> [Exercise]: Needed from the entries below: every line that holds the word "background".
···
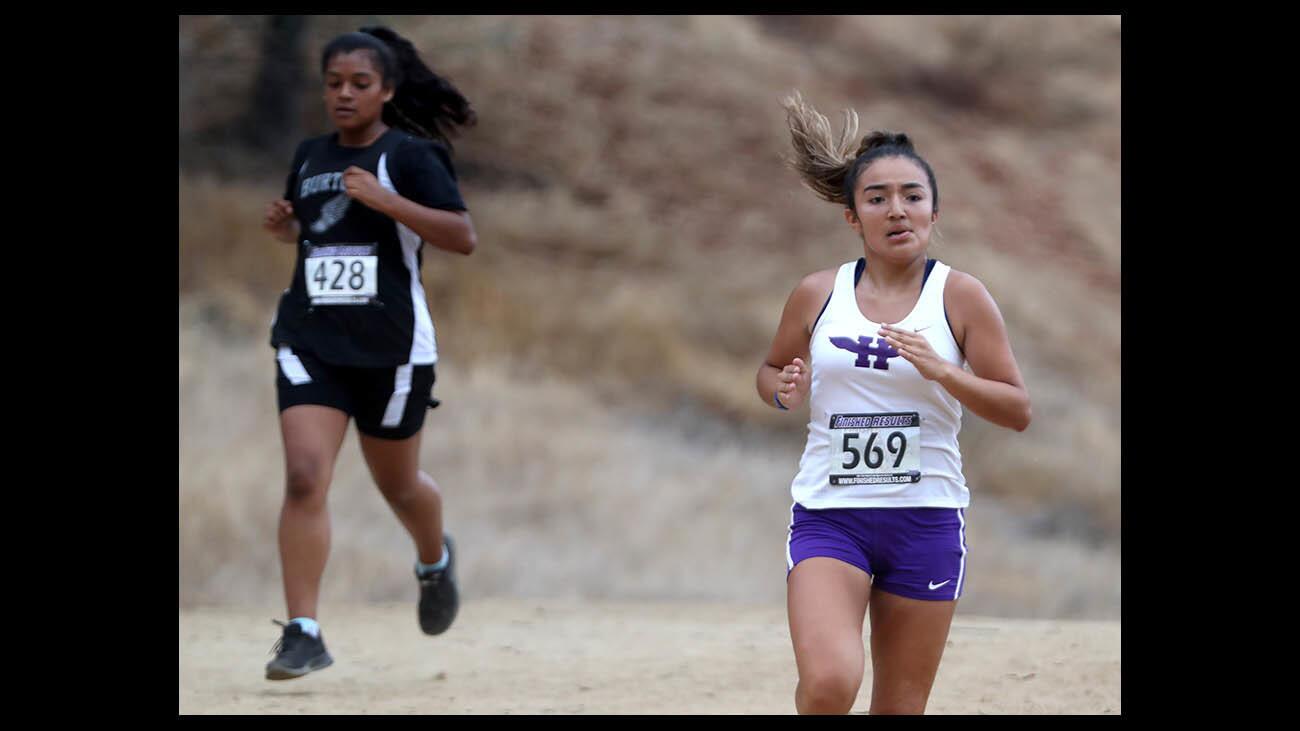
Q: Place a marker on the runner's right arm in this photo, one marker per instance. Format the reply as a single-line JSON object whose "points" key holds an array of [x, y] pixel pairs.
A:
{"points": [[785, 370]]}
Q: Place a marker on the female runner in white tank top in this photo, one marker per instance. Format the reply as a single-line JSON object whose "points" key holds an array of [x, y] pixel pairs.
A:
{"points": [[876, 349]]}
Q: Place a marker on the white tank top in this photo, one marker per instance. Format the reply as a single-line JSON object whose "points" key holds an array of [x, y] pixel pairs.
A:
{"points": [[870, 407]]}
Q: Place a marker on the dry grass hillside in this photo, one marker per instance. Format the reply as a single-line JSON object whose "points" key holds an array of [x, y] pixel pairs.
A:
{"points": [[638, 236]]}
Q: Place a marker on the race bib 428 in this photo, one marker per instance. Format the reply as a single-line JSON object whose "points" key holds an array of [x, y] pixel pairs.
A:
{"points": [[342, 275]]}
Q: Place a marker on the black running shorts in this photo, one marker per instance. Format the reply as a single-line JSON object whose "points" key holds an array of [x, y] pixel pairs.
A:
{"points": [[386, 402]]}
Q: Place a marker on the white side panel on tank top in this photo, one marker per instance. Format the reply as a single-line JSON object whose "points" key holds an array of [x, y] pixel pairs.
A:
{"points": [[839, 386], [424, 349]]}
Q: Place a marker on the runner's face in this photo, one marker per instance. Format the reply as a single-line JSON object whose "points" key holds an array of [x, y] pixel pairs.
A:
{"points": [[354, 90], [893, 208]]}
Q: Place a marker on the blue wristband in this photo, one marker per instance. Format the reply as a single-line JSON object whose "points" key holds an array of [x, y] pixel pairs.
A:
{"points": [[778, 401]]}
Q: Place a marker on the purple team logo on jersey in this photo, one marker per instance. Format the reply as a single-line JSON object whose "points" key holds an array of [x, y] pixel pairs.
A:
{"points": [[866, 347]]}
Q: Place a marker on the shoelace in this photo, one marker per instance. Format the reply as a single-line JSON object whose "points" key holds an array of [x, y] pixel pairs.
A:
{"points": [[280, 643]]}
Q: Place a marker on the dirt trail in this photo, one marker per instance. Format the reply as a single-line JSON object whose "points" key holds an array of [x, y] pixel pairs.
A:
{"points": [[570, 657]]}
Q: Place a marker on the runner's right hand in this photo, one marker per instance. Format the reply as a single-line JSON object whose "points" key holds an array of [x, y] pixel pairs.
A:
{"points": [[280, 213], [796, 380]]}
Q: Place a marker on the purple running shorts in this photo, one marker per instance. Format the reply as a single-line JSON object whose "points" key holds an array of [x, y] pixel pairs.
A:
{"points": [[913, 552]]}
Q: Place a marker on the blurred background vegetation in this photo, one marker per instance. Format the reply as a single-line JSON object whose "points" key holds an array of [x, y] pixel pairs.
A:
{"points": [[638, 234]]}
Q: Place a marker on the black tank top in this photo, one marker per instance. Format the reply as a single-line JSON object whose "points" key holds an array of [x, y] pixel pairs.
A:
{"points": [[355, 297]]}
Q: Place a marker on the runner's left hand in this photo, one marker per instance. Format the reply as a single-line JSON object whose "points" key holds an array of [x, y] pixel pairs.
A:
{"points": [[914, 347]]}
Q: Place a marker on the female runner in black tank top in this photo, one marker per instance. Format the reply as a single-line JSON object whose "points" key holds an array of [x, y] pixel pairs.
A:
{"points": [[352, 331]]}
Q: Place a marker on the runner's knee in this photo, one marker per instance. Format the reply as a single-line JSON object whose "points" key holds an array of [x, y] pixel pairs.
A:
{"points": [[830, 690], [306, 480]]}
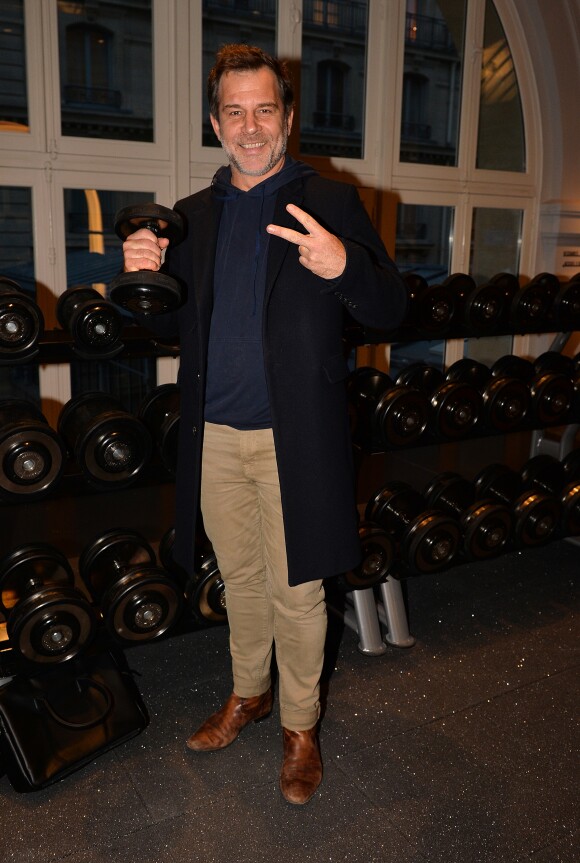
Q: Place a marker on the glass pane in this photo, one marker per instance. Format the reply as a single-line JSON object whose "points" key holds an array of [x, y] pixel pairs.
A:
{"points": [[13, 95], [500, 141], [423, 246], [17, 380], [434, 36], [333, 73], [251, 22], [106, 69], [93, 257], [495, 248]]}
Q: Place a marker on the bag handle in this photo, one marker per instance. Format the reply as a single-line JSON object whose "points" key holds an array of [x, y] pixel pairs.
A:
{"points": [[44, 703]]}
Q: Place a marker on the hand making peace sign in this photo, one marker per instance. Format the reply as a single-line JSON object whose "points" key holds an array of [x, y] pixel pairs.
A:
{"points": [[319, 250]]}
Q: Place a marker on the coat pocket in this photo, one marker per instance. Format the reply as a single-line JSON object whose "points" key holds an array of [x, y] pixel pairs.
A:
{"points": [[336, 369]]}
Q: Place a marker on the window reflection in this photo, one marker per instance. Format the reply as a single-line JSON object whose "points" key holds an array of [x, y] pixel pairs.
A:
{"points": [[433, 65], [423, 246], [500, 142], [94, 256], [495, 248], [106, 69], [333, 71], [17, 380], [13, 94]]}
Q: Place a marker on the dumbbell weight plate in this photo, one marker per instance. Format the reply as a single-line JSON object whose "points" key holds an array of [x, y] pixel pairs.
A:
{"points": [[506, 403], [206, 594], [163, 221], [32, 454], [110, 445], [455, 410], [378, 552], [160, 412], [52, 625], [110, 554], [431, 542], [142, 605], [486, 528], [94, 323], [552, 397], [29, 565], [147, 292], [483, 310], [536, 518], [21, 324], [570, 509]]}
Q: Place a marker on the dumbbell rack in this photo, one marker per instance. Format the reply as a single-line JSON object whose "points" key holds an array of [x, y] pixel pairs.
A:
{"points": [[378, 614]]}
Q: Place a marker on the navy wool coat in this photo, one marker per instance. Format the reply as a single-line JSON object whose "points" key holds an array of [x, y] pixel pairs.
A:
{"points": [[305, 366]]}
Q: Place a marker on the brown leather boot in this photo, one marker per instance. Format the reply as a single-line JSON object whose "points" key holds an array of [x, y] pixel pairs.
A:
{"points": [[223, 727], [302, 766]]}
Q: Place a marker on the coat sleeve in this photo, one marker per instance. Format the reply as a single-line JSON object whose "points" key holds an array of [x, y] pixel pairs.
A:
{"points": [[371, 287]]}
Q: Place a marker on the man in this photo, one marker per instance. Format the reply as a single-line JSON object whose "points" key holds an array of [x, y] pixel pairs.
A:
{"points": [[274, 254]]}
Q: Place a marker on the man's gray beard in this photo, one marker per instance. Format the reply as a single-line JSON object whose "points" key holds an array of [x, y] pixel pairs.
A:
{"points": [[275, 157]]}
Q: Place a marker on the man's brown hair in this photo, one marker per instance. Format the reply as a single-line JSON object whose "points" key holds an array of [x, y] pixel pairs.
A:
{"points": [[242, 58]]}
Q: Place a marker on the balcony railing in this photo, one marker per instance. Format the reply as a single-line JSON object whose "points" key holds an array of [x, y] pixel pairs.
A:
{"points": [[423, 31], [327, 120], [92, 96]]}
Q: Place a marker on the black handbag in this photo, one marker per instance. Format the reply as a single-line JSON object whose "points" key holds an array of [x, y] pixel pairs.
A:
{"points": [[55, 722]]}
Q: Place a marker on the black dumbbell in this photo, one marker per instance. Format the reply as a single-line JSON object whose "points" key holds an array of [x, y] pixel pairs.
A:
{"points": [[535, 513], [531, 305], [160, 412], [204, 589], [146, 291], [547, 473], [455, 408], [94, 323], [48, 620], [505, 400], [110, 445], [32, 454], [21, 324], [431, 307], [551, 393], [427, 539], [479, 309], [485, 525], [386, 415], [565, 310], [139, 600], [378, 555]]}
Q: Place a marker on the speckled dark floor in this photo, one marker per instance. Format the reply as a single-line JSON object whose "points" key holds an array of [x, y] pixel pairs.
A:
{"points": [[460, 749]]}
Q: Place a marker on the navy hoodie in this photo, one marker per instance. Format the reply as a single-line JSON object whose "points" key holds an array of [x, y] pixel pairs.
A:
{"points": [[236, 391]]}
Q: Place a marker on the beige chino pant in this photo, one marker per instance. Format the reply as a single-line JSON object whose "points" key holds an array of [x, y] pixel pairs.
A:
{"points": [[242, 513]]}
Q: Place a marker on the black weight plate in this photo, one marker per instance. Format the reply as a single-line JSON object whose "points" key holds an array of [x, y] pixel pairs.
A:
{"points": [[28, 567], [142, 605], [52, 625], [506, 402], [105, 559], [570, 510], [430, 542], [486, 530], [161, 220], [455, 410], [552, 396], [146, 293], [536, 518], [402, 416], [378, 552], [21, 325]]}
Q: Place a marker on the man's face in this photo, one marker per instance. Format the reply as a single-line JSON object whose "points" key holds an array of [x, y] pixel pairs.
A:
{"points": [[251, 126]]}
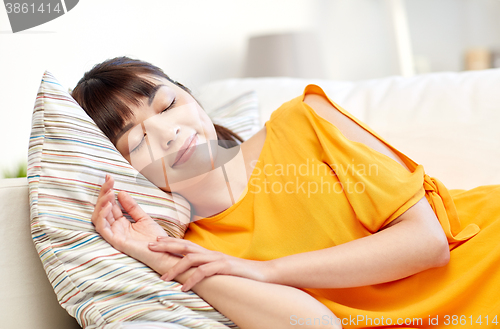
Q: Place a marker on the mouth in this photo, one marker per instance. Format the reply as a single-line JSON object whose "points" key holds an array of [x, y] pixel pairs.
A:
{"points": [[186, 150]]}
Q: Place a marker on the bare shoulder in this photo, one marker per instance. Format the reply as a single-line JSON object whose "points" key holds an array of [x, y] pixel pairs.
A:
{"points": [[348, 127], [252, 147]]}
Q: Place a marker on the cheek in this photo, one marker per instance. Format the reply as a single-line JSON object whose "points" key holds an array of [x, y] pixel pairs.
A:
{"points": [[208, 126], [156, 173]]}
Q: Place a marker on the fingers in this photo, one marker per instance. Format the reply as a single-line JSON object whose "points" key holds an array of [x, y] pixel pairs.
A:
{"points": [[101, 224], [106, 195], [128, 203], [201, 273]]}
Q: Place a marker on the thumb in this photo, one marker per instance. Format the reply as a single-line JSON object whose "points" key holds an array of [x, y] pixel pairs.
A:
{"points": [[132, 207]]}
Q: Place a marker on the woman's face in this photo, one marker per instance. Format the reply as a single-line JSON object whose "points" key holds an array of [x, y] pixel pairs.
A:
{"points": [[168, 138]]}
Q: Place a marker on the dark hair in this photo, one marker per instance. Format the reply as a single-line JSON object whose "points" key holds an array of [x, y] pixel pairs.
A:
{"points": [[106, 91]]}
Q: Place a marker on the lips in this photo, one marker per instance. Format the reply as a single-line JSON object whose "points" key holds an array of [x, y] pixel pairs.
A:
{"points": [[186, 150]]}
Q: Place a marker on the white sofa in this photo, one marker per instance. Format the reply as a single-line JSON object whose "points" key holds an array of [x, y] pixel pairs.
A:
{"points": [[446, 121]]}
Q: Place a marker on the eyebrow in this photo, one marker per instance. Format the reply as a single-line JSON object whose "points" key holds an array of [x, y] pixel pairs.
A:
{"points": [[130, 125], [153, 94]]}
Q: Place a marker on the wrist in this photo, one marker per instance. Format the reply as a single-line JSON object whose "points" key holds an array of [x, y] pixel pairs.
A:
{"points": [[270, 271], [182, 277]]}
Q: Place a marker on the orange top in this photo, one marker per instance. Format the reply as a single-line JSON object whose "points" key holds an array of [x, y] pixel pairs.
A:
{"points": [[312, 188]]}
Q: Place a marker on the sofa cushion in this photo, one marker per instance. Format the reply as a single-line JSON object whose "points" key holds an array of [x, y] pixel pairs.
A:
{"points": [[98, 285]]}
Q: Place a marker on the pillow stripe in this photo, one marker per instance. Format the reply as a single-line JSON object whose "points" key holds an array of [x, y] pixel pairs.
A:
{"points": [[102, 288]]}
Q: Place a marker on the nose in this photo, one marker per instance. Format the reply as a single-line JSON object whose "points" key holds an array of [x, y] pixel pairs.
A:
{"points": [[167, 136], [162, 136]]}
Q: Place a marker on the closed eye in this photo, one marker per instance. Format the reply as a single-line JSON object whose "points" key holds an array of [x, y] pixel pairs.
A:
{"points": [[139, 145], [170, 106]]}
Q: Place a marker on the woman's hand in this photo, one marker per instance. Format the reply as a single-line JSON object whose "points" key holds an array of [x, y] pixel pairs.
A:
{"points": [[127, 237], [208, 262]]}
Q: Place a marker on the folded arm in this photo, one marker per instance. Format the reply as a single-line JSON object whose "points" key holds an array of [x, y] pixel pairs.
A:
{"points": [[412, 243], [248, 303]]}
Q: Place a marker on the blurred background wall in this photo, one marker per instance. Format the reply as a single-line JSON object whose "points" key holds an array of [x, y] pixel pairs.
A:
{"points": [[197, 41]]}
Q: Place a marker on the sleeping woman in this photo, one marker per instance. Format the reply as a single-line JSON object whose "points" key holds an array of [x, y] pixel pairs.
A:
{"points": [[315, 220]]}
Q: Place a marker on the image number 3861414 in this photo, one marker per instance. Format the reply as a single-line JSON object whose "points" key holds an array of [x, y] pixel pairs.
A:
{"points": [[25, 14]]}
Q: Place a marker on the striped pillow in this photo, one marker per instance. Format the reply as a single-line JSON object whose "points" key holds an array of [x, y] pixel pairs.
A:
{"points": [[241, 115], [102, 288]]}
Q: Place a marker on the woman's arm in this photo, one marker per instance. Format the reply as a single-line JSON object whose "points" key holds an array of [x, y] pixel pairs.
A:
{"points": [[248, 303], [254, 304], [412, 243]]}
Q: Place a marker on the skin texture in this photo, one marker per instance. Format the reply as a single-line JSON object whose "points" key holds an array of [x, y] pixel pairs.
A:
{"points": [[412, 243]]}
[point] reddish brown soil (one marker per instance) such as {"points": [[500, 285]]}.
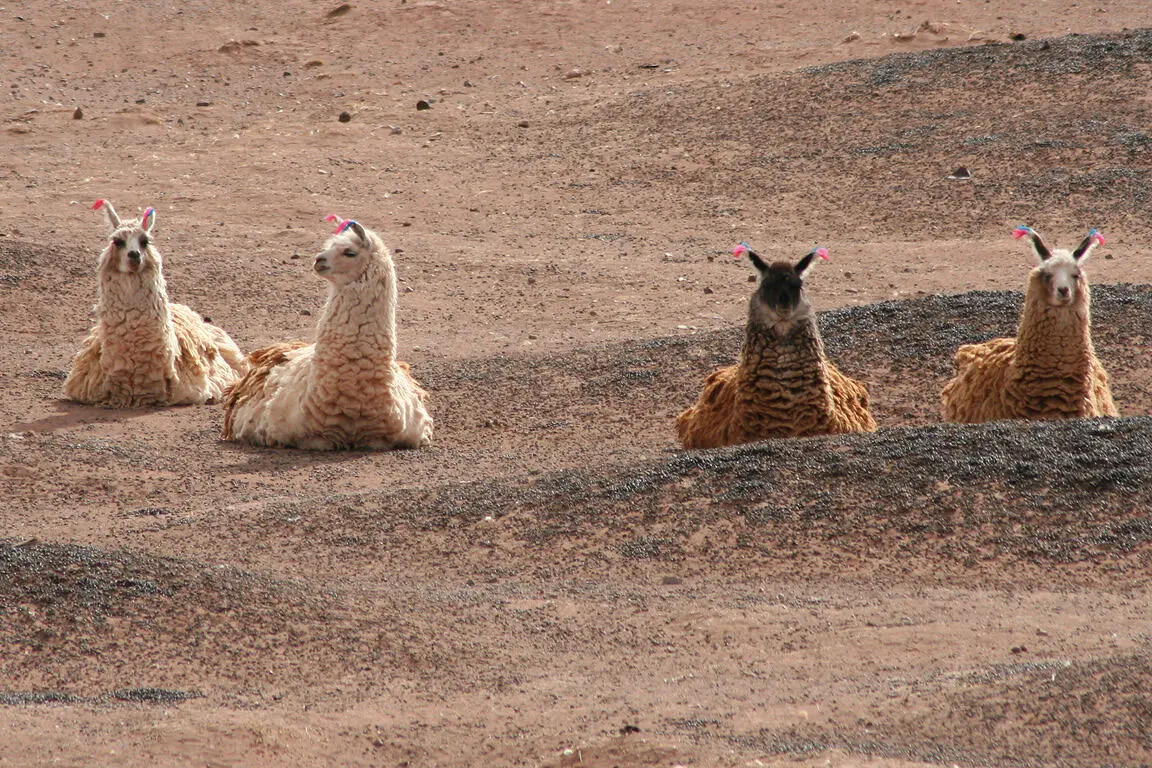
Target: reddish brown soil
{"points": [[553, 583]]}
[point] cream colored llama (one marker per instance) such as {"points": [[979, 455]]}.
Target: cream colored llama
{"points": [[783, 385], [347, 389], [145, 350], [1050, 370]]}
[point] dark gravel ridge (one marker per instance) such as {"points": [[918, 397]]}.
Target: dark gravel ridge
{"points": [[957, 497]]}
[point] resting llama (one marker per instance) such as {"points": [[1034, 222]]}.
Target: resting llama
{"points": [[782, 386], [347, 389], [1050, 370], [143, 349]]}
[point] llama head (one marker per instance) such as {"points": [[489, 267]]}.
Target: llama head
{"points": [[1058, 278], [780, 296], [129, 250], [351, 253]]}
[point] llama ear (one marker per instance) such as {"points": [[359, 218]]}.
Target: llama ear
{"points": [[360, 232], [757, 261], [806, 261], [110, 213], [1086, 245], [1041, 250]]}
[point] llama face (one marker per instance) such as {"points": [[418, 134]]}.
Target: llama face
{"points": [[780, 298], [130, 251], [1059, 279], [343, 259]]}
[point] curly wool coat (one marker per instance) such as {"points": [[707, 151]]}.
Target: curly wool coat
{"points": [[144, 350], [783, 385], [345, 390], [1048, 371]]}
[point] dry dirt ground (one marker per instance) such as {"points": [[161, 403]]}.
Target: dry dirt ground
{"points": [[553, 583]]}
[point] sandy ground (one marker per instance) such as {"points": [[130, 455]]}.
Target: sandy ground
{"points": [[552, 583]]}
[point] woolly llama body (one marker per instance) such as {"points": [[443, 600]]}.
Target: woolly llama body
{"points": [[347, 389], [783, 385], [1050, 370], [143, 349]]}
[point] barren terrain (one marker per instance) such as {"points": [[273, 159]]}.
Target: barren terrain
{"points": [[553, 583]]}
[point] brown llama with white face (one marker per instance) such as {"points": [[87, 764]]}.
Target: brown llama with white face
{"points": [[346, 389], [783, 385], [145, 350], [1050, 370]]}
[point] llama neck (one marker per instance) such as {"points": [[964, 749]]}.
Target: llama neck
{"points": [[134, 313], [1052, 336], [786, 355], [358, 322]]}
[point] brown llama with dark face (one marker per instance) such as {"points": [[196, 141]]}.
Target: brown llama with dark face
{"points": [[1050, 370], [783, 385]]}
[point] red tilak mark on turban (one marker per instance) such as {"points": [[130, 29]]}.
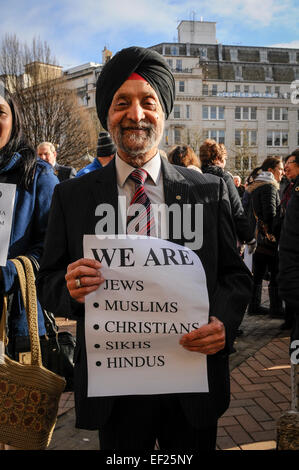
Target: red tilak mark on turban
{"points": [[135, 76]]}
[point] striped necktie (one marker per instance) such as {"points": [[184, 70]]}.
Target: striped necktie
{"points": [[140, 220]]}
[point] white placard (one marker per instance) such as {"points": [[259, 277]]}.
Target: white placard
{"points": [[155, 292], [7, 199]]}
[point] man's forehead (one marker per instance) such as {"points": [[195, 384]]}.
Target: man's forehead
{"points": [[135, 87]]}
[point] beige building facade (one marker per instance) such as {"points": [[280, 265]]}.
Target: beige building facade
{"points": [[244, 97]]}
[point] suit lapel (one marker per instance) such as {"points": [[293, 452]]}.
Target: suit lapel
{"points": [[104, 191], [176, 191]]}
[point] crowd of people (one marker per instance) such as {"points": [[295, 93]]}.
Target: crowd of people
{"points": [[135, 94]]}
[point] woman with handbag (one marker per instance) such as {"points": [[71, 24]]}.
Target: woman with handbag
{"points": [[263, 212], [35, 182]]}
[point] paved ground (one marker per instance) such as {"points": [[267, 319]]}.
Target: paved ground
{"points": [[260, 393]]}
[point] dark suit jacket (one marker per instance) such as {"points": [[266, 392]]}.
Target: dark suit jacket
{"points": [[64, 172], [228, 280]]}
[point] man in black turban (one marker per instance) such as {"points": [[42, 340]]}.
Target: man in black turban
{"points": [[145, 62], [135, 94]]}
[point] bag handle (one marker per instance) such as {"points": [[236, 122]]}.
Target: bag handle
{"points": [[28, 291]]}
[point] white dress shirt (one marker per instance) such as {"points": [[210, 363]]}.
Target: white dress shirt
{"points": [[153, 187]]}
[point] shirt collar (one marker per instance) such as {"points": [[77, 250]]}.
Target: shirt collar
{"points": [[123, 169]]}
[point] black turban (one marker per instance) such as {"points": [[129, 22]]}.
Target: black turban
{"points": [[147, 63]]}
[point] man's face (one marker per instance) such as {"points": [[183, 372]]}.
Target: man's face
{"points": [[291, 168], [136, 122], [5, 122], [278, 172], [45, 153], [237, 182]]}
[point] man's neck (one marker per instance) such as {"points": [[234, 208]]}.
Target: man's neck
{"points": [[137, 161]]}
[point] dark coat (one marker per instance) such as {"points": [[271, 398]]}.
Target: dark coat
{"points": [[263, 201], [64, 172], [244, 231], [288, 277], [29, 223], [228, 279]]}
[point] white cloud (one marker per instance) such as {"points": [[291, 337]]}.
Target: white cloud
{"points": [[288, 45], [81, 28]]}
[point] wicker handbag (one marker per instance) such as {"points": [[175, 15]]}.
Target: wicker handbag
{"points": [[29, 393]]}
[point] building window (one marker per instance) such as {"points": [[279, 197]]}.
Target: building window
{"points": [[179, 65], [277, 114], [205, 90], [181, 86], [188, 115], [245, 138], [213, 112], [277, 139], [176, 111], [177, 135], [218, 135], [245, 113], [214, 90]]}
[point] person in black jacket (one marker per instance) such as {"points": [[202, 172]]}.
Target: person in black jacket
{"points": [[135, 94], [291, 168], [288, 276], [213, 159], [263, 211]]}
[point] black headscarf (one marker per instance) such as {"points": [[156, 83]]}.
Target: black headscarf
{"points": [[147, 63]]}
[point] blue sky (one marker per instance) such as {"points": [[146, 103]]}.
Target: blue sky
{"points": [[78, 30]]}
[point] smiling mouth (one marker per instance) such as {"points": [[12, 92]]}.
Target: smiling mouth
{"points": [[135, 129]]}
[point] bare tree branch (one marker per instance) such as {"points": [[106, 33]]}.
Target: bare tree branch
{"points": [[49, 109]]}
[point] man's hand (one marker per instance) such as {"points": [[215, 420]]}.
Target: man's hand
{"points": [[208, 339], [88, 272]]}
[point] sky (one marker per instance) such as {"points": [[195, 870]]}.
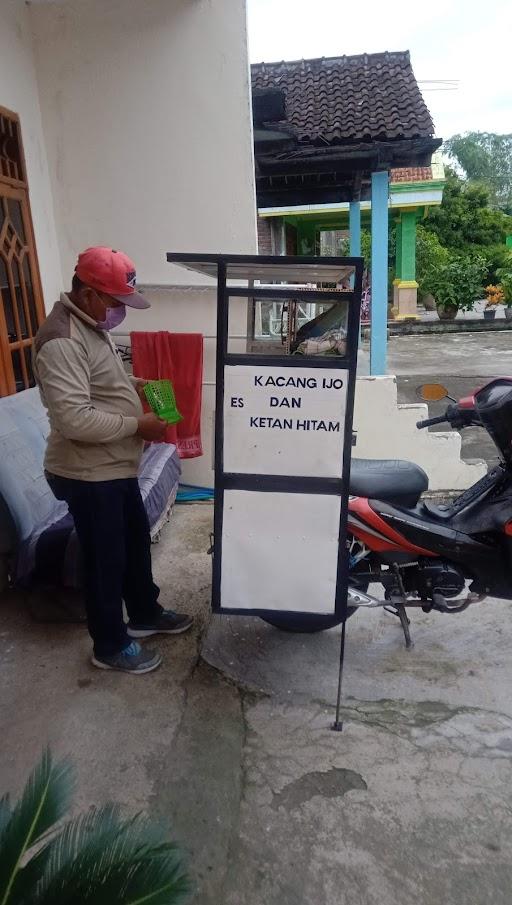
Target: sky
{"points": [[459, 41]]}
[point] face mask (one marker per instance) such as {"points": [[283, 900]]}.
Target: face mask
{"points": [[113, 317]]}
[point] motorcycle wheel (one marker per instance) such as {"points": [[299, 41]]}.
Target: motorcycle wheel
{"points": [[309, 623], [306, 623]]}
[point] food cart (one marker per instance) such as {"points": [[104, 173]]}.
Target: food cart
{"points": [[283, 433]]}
···
> [Reply]:
Q: Place a marker on the blurred background vegetation in this photo, one marker per instance. Format the reply as a single-line JSON object whose "points" key holds an array of [x, y] pixel pairs.
Q: Place a marker on the blurred background wall in this photo, one marker per instance. Format the reply as a single-line JSON object whose "points" key holds an array of [x, y] pixel pairs.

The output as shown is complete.